TASK REQUIREMENTS.
1. Answer these from the account of living in Málaga:
(a) Where is the nearest Starbucks?
(b) What does Paco plan to become?
(c) Where did Paco take the writer and two friends one Saturday night?
2. Pick up the account of living in Málaga after its last sentence and continue it.

After having been in Málaga for a bit I find myself getting used to living abroad, and enjoying Spanish culture. The siesta is a time to relax and recharge, the bread present at every meal is motivation to exercise. There are some irksome qualities here, though. The fact that to unlock the door I must turn the key to the right is perplexing. And the nearest Starbucks is located at the airport. Green tea lattes, I will see you back in the States! Despite feeling at odds with some aspects of Spanish culture, the language and the people are enough to make me forget the subtle annoyances.
I have met more locals that I had imagined, and this has helped me feel more integrated in the Spanish lifestyle. Through the ISA-arranged “intercambio” I met a boy my age named Paco. He plans to become a foot doctor, even though I think diseased feet are one of the grossest things to look at. He took two of my friends and I to a salsa club one Saturday night. I met many friendly Spaniards who did not understand a word of my Spanish, probably because whenever I don’t know a word in Spanish I’ll say it really quickly in English. The music was Latinate, the steps complicated and the mood cavalier. I danced and danced, after a while not caring whether I was awkward or not. Everyone was present in the moment.

DATASET.
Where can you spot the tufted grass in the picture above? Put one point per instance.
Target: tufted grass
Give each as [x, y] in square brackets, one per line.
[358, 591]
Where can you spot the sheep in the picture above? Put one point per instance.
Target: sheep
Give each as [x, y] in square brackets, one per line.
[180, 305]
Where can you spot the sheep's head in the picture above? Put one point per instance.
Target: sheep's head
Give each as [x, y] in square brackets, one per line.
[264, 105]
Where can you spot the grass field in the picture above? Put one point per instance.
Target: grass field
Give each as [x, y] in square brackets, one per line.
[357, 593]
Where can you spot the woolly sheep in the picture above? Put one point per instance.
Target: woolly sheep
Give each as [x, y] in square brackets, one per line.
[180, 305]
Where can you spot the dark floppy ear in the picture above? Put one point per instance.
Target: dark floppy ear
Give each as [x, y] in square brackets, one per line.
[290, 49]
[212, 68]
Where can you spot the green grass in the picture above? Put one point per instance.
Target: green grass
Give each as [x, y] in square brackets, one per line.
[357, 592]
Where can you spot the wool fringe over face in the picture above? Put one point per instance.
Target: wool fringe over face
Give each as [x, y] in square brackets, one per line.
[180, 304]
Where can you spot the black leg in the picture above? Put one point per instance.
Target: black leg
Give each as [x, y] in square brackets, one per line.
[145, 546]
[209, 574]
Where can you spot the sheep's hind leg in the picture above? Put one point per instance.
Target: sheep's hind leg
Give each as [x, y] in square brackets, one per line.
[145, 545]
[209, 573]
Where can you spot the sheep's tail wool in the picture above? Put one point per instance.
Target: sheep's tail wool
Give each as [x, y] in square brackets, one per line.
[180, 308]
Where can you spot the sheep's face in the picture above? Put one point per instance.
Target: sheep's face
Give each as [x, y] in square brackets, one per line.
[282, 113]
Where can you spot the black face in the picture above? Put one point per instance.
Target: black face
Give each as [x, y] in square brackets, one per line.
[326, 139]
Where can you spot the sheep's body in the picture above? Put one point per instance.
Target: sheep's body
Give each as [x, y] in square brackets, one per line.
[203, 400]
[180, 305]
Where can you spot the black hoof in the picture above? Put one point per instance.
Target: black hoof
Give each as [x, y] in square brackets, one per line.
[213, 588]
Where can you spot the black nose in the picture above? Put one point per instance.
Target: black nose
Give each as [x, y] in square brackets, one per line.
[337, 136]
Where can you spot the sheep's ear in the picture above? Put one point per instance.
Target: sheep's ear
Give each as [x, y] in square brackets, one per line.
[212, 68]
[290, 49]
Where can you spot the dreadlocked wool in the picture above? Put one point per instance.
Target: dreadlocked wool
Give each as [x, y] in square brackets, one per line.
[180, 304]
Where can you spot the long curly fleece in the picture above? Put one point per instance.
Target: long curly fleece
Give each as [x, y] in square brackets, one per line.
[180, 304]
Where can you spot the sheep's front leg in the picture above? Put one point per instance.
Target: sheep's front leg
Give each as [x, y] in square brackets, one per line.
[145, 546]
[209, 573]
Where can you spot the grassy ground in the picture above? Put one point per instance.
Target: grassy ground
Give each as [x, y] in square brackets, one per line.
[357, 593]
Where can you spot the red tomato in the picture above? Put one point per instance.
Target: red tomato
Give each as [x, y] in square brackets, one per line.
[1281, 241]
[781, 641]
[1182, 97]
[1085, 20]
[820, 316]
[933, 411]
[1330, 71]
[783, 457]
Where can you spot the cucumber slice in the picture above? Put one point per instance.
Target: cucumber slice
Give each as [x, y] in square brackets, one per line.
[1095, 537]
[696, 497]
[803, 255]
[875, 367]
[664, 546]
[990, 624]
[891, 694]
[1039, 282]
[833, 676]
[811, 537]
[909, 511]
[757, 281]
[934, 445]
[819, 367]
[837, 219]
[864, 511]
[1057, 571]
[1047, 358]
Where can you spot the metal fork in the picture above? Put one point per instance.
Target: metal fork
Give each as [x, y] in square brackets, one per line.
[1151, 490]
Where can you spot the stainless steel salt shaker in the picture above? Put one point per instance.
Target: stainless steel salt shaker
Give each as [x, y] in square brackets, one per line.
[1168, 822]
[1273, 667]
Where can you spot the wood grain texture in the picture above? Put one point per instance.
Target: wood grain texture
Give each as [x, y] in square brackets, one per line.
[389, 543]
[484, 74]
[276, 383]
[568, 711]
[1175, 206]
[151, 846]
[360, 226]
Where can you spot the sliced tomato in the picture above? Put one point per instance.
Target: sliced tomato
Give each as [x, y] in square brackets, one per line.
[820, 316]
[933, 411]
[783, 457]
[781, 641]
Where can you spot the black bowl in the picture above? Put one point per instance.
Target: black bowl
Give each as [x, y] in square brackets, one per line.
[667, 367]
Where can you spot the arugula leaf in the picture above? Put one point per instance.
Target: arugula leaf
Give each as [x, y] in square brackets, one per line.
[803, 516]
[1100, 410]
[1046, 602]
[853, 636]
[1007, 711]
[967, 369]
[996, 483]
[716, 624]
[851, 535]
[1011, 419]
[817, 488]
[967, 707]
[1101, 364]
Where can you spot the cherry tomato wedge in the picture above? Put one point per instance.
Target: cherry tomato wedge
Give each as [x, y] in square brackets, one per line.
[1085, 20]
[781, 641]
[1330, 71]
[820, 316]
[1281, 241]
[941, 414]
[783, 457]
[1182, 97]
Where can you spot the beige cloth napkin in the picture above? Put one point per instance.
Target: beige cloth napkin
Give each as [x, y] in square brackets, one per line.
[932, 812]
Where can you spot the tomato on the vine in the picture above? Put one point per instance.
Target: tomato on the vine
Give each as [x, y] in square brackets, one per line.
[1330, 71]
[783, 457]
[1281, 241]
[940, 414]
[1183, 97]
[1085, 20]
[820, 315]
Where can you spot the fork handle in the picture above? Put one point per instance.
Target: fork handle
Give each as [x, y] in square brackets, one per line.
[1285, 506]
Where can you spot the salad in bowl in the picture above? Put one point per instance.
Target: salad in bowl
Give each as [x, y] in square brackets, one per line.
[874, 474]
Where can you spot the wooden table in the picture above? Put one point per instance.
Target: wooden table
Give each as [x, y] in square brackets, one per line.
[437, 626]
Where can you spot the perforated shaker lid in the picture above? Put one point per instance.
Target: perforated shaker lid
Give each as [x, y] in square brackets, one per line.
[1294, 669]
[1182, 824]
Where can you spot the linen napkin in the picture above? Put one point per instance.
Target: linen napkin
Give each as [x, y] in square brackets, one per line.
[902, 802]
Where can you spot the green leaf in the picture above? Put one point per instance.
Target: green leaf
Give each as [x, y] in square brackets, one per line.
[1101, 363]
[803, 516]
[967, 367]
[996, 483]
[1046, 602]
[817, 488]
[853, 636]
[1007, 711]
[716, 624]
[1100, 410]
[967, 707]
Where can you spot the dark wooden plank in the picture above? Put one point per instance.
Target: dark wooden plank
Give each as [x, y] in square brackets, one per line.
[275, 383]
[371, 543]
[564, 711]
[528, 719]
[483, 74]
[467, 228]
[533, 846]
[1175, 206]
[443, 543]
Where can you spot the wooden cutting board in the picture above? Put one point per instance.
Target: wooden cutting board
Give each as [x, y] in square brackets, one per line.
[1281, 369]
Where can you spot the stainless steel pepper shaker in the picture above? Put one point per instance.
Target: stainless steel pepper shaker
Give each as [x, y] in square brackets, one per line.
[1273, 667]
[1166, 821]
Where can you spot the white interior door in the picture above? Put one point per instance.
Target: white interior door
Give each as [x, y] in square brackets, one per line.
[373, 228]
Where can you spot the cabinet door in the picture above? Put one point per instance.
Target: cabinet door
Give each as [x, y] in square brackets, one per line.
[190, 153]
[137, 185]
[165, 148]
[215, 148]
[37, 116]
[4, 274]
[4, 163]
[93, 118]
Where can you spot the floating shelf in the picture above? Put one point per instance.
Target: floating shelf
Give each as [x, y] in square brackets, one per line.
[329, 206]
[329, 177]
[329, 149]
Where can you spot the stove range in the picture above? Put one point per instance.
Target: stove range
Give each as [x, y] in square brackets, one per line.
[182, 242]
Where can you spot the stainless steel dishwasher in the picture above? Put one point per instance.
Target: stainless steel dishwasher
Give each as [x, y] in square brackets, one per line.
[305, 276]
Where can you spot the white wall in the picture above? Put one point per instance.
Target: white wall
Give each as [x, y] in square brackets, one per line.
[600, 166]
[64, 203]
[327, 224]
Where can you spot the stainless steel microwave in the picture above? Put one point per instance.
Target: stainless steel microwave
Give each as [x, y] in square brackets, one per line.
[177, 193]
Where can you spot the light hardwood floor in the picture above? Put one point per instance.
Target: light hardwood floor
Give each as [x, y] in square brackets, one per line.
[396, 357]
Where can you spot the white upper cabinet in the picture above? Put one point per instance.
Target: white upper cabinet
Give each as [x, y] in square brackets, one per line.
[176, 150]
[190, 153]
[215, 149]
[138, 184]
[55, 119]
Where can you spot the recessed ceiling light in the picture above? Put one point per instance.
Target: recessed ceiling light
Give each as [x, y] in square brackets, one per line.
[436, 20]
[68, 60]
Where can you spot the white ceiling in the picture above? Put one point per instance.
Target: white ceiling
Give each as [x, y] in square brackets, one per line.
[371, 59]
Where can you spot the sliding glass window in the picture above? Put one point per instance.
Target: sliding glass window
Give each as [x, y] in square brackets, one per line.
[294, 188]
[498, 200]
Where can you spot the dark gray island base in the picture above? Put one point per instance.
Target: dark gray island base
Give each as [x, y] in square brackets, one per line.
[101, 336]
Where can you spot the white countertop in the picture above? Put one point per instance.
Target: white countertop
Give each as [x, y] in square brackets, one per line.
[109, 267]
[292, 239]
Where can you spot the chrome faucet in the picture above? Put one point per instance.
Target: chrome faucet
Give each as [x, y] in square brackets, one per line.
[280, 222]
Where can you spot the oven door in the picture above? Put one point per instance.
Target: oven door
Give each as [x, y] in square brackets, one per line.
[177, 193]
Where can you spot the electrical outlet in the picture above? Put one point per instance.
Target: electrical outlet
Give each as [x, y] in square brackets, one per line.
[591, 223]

RESPONSES TO THE TASKS.
1.
(a) At the airport.
(b) A foot doctor.
(c) To a salsa club.

2.
I also visited the Alcazaba, an ancient and picturesque monument that is the perfect counterpart to the Málaga coastline. It is a smaller version of the Alhambra found in Granada. The Moorish fortress was built between the 11th and 14th centuries and features marble columns, a serene courtyard and a breathtaking view of the city. I recommend it for the view alone, but the history and architecture of the Alcazaba is definitely worth the entrance price. Visiting some of Málaga’s cultural attractions have made me feel more in tune with the city and its inhabitants.